= Objectif de la tâche =
Recopiez tout le passage, de la ligne contenant « Tag the fish head » jusqu'à celle contenant « (1250, 235) » incluses, en substituant « coat sleeve » à « jacket sleeve ». Tout le reste demeure inchangé.
——
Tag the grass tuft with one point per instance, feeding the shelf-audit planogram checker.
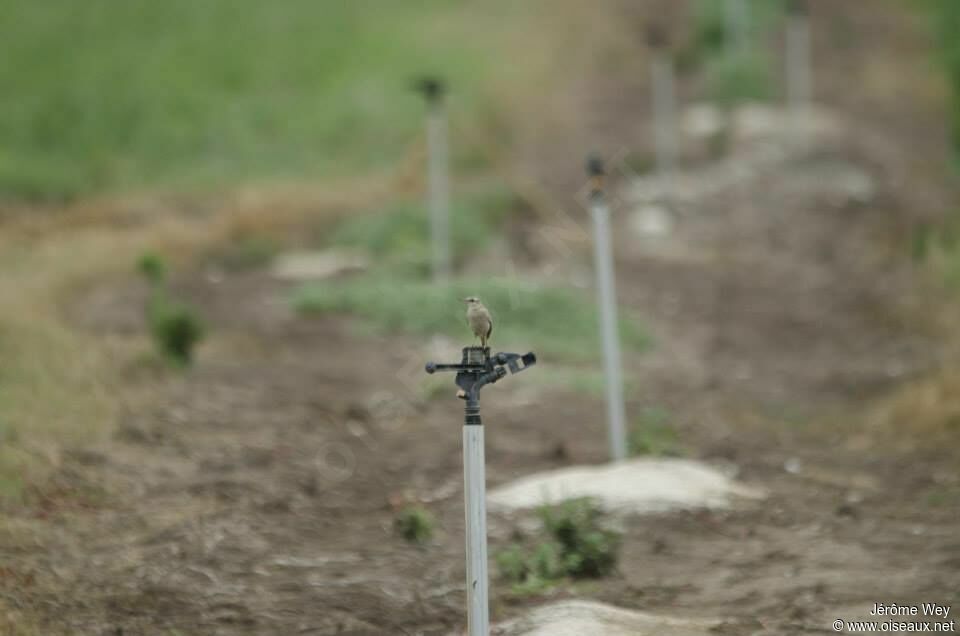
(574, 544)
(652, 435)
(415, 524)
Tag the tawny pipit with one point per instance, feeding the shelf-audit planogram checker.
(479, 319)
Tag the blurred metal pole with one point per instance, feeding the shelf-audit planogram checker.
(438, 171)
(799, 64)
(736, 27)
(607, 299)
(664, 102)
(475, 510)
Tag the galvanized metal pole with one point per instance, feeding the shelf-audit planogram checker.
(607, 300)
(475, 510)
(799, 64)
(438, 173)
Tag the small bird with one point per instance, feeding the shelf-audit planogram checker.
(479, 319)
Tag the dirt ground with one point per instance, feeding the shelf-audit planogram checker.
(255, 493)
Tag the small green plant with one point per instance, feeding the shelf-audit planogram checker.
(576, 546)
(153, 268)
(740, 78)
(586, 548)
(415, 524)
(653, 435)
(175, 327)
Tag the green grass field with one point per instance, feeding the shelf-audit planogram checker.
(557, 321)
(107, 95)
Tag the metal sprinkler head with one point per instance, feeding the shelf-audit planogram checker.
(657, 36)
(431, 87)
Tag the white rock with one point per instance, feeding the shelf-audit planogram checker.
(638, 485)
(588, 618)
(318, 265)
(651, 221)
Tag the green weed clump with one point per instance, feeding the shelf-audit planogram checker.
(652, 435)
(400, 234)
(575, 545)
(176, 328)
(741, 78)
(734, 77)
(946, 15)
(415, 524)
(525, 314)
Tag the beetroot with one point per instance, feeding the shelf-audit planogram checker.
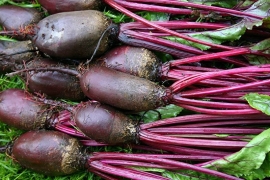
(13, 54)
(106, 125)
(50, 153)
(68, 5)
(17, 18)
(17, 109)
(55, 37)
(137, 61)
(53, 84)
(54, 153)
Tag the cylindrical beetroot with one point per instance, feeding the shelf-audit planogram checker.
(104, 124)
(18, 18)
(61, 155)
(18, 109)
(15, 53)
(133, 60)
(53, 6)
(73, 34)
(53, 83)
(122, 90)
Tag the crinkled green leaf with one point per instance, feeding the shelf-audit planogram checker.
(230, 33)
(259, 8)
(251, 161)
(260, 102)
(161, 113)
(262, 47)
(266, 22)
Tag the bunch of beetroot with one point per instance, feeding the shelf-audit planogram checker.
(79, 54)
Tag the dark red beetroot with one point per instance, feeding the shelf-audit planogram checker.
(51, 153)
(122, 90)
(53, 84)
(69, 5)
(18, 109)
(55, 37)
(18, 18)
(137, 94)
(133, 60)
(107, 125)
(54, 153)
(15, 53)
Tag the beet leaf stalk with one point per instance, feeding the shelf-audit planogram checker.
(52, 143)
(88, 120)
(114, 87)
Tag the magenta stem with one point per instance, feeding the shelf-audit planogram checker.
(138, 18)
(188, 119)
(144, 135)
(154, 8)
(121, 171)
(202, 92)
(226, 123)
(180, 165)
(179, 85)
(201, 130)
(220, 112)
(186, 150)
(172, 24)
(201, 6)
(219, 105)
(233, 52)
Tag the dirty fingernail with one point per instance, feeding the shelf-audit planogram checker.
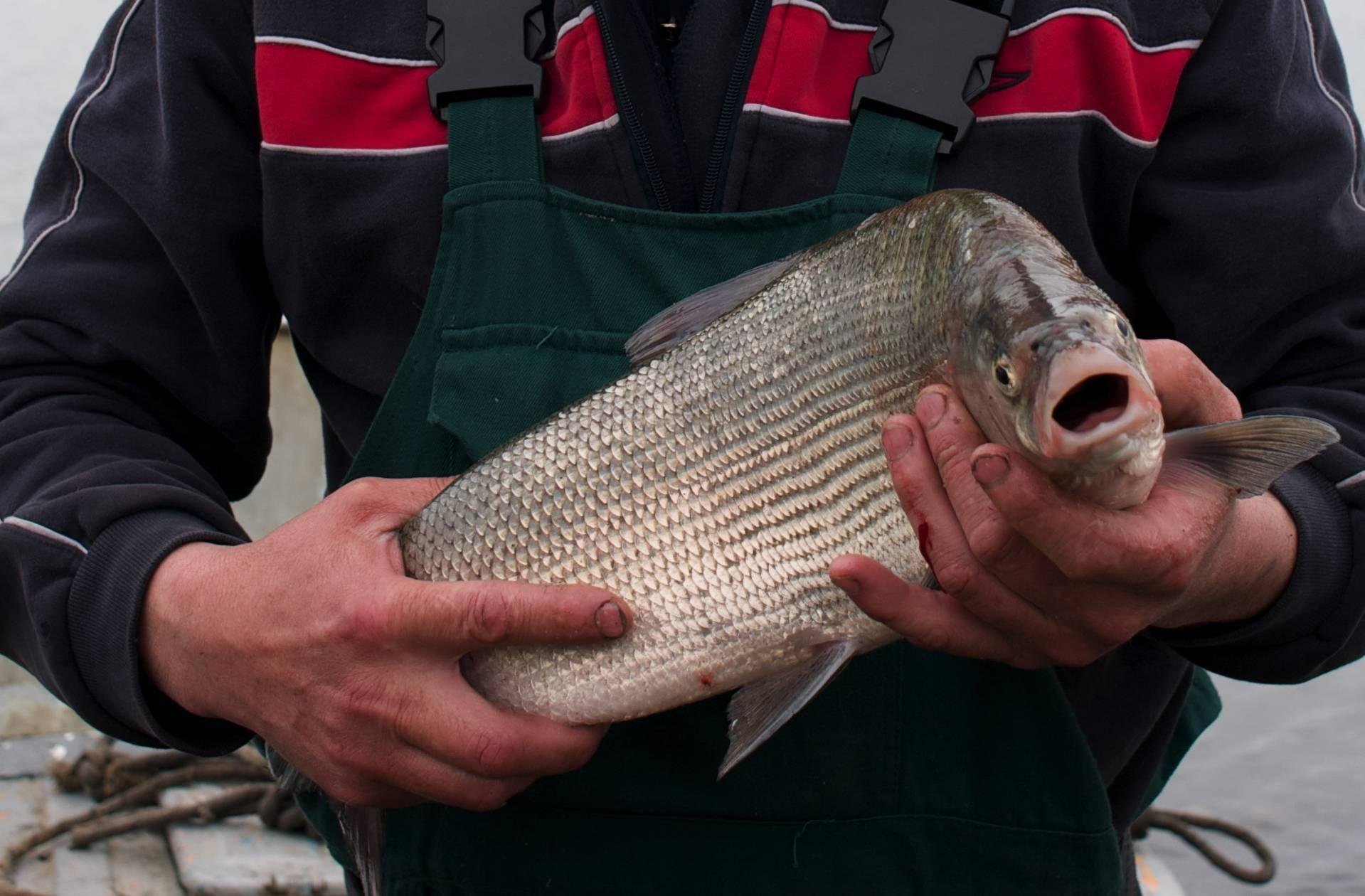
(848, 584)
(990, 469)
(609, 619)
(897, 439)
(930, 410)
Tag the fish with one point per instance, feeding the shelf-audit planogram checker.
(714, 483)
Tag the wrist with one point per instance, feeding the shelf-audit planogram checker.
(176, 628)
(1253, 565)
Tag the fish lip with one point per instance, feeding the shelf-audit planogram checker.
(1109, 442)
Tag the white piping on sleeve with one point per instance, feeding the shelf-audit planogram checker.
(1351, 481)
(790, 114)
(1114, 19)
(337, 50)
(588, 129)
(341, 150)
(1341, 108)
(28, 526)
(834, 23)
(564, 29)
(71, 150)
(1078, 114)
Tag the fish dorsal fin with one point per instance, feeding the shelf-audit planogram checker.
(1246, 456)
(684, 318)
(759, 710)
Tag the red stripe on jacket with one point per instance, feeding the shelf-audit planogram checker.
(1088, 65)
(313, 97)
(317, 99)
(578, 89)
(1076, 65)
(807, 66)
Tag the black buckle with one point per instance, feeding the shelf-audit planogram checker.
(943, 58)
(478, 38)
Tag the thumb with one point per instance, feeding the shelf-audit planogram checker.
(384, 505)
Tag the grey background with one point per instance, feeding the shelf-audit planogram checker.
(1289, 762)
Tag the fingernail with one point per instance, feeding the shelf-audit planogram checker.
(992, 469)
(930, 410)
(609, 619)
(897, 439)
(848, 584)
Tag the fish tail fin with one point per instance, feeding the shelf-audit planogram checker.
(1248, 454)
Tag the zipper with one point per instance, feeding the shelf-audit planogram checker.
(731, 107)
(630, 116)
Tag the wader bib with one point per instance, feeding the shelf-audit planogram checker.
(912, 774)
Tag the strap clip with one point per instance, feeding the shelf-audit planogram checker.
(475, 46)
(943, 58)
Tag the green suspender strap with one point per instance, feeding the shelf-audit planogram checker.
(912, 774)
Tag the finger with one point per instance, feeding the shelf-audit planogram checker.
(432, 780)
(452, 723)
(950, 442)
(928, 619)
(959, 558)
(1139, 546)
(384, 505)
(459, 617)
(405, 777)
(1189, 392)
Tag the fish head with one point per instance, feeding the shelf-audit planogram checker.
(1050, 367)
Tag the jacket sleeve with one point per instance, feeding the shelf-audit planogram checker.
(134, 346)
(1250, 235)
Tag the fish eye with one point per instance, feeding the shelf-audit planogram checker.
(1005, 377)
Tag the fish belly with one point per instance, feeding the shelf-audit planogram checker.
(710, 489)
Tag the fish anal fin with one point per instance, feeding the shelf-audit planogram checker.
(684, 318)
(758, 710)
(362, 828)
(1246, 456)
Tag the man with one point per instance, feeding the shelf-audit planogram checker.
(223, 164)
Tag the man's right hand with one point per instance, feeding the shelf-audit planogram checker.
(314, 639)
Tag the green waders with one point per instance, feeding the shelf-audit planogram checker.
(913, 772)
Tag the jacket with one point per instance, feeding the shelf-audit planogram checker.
——
= Réponse à l'exercice =
Tag the fish head with one point per instance, feeding the shelf-audit planogram checker.
(1050, 367)
Tag the coat sleeve with one point per instance, feeding the shelf-audit planogram checker.
(134, 346)
(1250, 235)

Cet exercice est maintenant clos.